[RECORDS SUPPLIED Boundary: Start]
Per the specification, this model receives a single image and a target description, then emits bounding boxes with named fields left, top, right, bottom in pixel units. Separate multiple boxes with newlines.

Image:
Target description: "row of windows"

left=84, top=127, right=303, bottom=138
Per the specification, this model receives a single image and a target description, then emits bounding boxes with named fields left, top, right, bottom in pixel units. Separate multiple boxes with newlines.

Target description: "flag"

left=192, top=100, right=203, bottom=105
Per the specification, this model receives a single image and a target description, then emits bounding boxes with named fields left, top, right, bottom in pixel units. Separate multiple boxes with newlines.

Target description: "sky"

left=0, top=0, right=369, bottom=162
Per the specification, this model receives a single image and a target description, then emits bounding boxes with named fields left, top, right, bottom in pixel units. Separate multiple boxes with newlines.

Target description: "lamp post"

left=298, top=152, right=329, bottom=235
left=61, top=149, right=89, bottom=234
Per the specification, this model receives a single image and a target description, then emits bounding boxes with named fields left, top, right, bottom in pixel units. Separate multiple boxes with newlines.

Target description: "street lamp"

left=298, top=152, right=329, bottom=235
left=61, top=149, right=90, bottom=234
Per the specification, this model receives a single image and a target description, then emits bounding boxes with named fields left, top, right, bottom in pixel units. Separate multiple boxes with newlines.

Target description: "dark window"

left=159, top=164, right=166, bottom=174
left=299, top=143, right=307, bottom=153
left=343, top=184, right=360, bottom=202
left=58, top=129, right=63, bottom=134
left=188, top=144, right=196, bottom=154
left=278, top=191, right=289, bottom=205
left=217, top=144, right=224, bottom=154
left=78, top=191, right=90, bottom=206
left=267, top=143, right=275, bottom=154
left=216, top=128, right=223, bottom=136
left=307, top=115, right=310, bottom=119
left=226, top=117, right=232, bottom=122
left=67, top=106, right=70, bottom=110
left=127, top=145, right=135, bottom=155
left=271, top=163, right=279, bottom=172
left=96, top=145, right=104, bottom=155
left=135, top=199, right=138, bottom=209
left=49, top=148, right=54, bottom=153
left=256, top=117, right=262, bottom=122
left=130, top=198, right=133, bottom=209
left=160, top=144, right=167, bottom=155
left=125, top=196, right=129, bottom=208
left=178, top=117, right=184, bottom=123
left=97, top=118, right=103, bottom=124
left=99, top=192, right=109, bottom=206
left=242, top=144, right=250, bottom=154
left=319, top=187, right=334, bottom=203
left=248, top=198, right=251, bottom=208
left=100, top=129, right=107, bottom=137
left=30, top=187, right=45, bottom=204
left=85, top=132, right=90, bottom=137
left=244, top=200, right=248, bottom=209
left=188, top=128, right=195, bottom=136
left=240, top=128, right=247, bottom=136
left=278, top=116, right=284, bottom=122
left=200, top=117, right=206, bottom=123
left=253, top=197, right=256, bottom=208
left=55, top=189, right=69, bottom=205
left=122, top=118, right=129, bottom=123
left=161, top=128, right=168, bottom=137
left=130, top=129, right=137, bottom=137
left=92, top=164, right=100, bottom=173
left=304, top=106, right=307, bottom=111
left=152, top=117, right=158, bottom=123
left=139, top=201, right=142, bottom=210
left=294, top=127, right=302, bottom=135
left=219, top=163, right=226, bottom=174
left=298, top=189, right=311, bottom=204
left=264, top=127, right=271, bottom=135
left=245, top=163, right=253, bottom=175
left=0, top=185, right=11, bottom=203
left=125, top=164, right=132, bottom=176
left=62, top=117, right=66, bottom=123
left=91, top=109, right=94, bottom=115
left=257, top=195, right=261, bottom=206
[RECORDS SUPPLIED Boundary: End]
• EXERCISE DESCRIPTION
Retype the entries word for word.

• OUTPUT FOR THIS EXERCISE
Per the specification, this model receives a single image and a target description, then emits bounding boxes with named fields left, top, right, bottom in pixel units. Separate multiple boxes with newlines.

Image:
Target description: "row of windows"

left=84, top=127, right=303, bottom=138
Per the specification, this model receives a single image and a target description, then emits bounding boxes with named fields left, top, right, bottom in pixel units. Separate multiple boxes with newlines.

Target description: "flag"

left=192, top=100, right=203, bottom=105
Per the specification, this model receives a single image and a target description, then emits bounding boxes with named fields left, top, right, bottom in pixel units. Separate multiple boxes with newlines.

Target description: "sky"

left=0, top=0, right=369, bottom=162
Per the specification, this model receives a single image and a target description, then emits bounding boxes with named fields left, top, right, bottom in pixel units. Separate multiple boxes with newlines.

Target description: "lamp post"

left=298, top=152, right=329, bottom=235
left=61, top=149, right=89, bottom=234
Per the specification, this model receives a single image and a target description, then emits bounding boxes with named fields left, top, right, bottom in pixel units. Separate multiple boxes with newlines.

Target description: "street lamp"

left=298, top=152, right=329, bottom=235
left=61, top=149, right=90, bottom=234
Per the specification, this model receives a single image and a target description, then emits bounding boxes with named fields left, top, right, bottom in pixel units. Separate multiple boxes with newlines.

Target description: "dark window"

left=159, top=164, right=166, bottom=174
left=299, top=143, right=307, bottom=153
left=343, top=184, right=360, bottom=202
left=58, top=129, right=63, bottom=134
left=188, top=144, right=196, bottom=154
left=278, top=191, right=289, bottom=205
left=217, top=144, right=224, bottom=154
left=78, top=191, right=90, bottom=206
left=267, top=143, right=275, bottom=154
left=216, top=128, right=223, bottom=136
left=307, top=115, right=310, bottom=119
left=226, top=117, right=232, bottom=122
left=67, top=106, right=70, bottom=110
left=127, top=145, right=135, bottom=155
left=271, top=163, right=279, bottom=172
left=96, top=145, right=104, bottom=155
left=135, top=199, right=138, bottom=209
left=49, top=148, right=54, bottom=153
left=256, top=117, right=262, bottom=122
left=130, top=198, right=133, bottom=209
left=160, top=144, right=167, bottom=155
left=125, top=196, right=129, bottom=208
left=178, top=117, right=184, bottom=123
left=97, top=118, right=103, bottom=124
left=99, top=192, right=109, bottom=206
left=242, top=144, right=250, bottom=154
left=319, top=187, right=334, bottom=203
left=248, top=198, right=251, bottom=208
left=100, top=129, right=107, bottom=137
left=30, top=187, right=45, bottom=204
left=85, top=132, right=90, bottom=137
left=244, top=200, right=248, bottom=209
left=188, top=128, right=195, bottom=136
left=240, top=128, right=247, bottom=136
left=278, top=116, right=284, bottom=122
left=200, top=117, right=206, bottom=123
left=253, top=197, right=256, bottom=208
left=55, top=189, right=69, bottom=205
left=122, top=118, right=129, bottom=123
left=161, top=128, right=168, bottom=137
left=130, top=129, right=137, bottom=137
left=92, top=164, right=100, bottom=173
left=304, top=106, right=307, bottom=111
left=152, top=117, right=158, bottom=123
left=139, top=201, right=142, bottom=210
left=294, top=127, right=302, bottom=135
left=219, top=163, right=226, bottom=174
left=298, top=189, right=311, bottom=204
left=264, top=127, right=271, bottom=135
left=245, top=163, right=253, bottom=175
left=0, top=185, right=11, bottom=203
left=125, top=164, right=132, bottom=176
left=62, top=117, right=66, bottom=123
left=91, top=109, right=94, bottom=115
left=257, top=195, right=261, bottom=206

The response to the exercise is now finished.